*** Opening DATA FOR ANALYSIS ***

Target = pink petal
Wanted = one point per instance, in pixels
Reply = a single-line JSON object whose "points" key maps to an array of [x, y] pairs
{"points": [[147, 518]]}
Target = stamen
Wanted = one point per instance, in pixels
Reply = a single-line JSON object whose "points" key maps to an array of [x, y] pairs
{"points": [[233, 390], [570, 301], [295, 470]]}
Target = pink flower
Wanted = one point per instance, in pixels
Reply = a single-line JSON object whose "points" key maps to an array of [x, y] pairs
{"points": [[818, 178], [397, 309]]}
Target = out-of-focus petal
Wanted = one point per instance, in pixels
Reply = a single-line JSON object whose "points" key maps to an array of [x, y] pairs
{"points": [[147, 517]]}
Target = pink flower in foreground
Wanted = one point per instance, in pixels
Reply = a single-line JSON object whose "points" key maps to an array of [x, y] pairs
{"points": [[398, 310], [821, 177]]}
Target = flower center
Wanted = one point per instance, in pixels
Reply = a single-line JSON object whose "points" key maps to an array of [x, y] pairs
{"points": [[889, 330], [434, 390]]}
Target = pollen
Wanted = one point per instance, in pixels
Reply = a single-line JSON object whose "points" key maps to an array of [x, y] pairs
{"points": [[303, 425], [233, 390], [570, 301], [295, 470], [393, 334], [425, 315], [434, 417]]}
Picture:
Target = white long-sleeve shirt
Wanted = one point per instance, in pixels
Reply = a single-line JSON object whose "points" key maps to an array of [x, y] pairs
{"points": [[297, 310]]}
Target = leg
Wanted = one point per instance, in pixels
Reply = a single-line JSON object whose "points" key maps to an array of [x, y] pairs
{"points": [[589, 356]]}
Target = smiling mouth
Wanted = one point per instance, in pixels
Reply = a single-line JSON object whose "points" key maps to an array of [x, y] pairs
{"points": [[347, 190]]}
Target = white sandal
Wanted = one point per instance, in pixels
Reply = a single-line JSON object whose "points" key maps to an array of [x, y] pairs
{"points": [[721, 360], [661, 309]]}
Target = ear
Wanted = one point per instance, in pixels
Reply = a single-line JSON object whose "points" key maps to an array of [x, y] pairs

*** Closing DATA FOR ANALYSIS ***

EXERCISE PROMPT:
Every record should be repeated exactly; please leave none out.

TASK ANSWER:
Target = pink petal
Wanted = one point per instance, in pixels
Reply = a single-line JSON object whose "points" key maps to an array of [x, y] pairs
{"points": [[147, 518]]}
Target = stamen
Wanted = one point per instance, in pixels
Reply = a single-line JSON object whose "points" key maps to an array of [x, y] pairs
{"points": [[233, 390], [570, 301], [295, 470]]}
Target = pink flower
Wanted = one point per instance, in pixels
Reply = a single-line JSON object whose "points" key maps to an array of [x, y] pairs
{"points": [[818, 178], [397, 309]]}
Target = out-of-focus petal
Wanted = one point per instance, in pixels
Reply = a single-line JSON object whose "points" key maps to an array of [x, y] pairs
{"points": [[147, 517]]}
Target = pink flower in foreground
Wanted = one point per instance, in pixels
Reply = a single-line JSON object whose "points" key maps to an array of [x, y] pairs
{"points": [[398, 310], [821, 177]]}
Target = flower center
Wanted = one point per instance, in pixels
Reply = a single-line JSON object whose "points" key maps to an array of [x, y] pairs
{"points": [[889, 330], [434, 390]]}
Target = pollen
Wanted = one point per instance, in pixels
Reply = a single-line JSON object whose "points" key maps to an array of [x, y] pairs
{"points": [[303, 425], [233, 390], [570, 301], [295, 470], [393, 334], [425, 315], [434, 417]]}
Picture:
Target = white long-sleeve shirt
Wanted = one point per instance, in pixels
Reply = a single-line JSON object whose "points" key maps to an array of [x, y] pairs
{"points": [[297, 310]]}
Target = leg
Wanted = one point per instance, in pixels
Reply = a single-line JSON object whose "points" key maps to an array of [x, y] pairs
{"points": [[589, 356]]}
Target = smiling mouth
Wanted = one point per instance, in pixels
Reply = a single-line JSON object whose "points" key maps to an array of [x, y] pairs
{"points": [[347, 190]]}
Target = white sandal
Wanted = one point per instance, in pixels
Reply = a single-line JSON object whose "points" key maps to an array of [x, y] pairs
{"points": [[721, 360], [661, 309]]}
Target = ear
Wanted = one point per instance, in pixels
Reply = a single-line JSON object whose "points" key maps to an array of [x, y] pairs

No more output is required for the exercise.